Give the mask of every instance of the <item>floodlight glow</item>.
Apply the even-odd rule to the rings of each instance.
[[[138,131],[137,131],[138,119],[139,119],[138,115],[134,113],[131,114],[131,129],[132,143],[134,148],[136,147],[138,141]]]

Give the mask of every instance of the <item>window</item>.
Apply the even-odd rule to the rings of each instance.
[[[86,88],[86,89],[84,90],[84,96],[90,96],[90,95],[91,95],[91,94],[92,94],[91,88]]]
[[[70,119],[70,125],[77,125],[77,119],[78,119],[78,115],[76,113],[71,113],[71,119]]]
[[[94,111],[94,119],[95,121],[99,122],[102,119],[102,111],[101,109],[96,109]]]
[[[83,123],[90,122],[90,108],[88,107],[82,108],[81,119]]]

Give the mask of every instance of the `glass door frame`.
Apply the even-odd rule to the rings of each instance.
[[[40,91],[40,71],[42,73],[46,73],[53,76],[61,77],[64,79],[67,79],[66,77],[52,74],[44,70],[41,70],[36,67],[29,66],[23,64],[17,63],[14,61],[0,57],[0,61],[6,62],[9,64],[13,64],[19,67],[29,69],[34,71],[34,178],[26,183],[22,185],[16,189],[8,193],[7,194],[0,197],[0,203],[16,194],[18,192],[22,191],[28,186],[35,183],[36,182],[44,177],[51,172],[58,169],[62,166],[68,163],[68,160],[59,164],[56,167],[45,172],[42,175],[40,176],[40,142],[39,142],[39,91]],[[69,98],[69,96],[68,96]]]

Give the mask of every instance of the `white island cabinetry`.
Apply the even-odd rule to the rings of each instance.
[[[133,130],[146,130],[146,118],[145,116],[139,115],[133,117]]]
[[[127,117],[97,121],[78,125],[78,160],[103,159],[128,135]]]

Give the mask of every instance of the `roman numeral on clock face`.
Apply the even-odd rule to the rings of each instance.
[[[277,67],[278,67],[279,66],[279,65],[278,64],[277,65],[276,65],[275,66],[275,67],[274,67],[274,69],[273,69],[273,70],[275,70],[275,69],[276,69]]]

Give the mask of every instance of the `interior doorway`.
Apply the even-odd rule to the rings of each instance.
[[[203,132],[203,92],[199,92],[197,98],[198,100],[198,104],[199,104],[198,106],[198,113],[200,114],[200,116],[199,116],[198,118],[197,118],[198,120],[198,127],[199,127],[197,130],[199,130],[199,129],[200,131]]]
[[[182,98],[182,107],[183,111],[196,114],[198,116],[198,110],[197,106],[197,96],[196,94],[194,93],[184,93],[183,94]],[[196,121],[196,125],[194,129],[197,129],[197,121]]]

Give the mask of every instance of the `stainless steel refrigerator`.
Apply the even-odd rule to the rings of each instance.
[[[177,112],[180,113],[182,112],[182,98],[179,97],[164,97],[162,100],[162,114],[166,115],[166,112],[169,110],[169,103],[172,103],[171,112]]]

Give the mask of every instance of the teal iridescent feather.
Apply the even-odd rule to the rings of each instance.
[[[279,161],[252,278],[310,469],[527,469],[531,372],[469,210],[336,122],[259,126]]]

◇ ◇ ◇ ◇ ◇ ◇ ◇

Stated exercise: Give every line of the rows above as a numbered list, leaving out the blank lines.

The answer:
1. Give the mask of every instance of the <item>floodlight glow</item>.
2. Apply the even-odd rule to the rings of each instance.
3. [[[138,131],[137,131],[138,119],[139,119],[138,115],[134,113],[131,114],[131,129],[132,143],[134,148],[136,147],[138,141]]]
4. Give the mask of every instance of the <item>window</item>.
5. Apply the even-odd rule to the rings of each instance.
6. [[[86,88],[86,89],[84,90],[84,96],[90,96],[90,95],[91,95],[91,94],[92,94],[91,88]]]
7. [[[70,119],[70,125],[77,125],[77,119],[78,119],[78,115],[76,113],[71,113],[71,119]]]
8. [[[94,111],[94,119],[95,121],[99,122],[102,119],[102,111],[101,109],[96,109]]]
9. [[[83,123],[90,122],[90,108],[88,107],[82,108],[81,119]]]
10. Give the mask of every instance of the `glass door frame`.
11. Apply the even-odd rule to the rings of each instance.
12. [[[40,91],[40,71],[42,73],[46,73],[53,76],[61,77],[64,79],[67,79],[66,77],[52,74],[44,70],[41,70],[36,67],[29,66],[23,64],[17,63],[14,61],[0,57],[0,61],[6,62],[9,64],[13,64],[19,67],[29,69],[34,71],[34,178],[26,183],[22,185],[16,189],[8,193],[7,194],[0,197],[0,203],[16,194],[18,192],[22,191],[28,186],[35,183],[36,182],[44,177],[51,172],[58,169],[62,166],[68,163],[68,160],[59,164],[56,167],[45,172],[42,175],[40,176],[40,142],[39,142],[39,91]],[[69,98],[69,96],[68,96]]]
13. Give the mask of every instance of the `white island cabinetry`.
14. Apply the even-odd rule to the rings of each instance.
15. [[[133,130],[146,130],[146,118],[145,116],[139,115],[133,117]]]
16. [[[127,117],[97,121],[78,125],[78,160],[103,159],[128,135]]]
17. Give the mask of every instance of the `roman numeral on clock face`.
18. Apply the even-odd rule to the rings of each instance.
19. [[[277,67],[278,67],[279,66],[279,65],[278,64],[277,65],[276,65],[275,66],[275,67],[274,67],[274,69],[273,69],[273,70],[275,70],[275,69],[276,69]]]
20. Give the mask of every instance of the `interior doorway`.
21. Apply the even-odd rule to the rings of each instance.
22. [[[203,132],[203,92],[199,92],[197,98],[198,100],[198,104],[199,104],[198,106],[198,113],[200,114],[200,116],[199,116],[198,118],[197,118],[198,120],[198,127],[199,127],[197,130],[199,130],[199,129],[200,131]]]
23. [[[182,98],[182,107],[183,111],[196,114],[198,116],[198,110],[197,106],[197,96],[196,94],[194,93],[184,93],[183,94]],[[196,121],[196,125],[194,129],[197,129],[197,121]]]
24. Give the mask of every instance of the `stainless steel refrigerator`.
25. Apply the even-odd rule to the rings of each instance.
26. [[[177,112],[180,113],[182,112],[182,98],[179,97],[164,97],[162,100],[162,114],[166,115],[166,112],[169,110],[169,103],[172,103],[171,112]]]
27. Give the mask of every instance of the teal iridescent feather.
28. Apply the even-odd rule to the rings of each instance.
29. [[[279,161],[252,278],[310,469],[527,469],[531,372],[469,210],[336,122],[259,126]]]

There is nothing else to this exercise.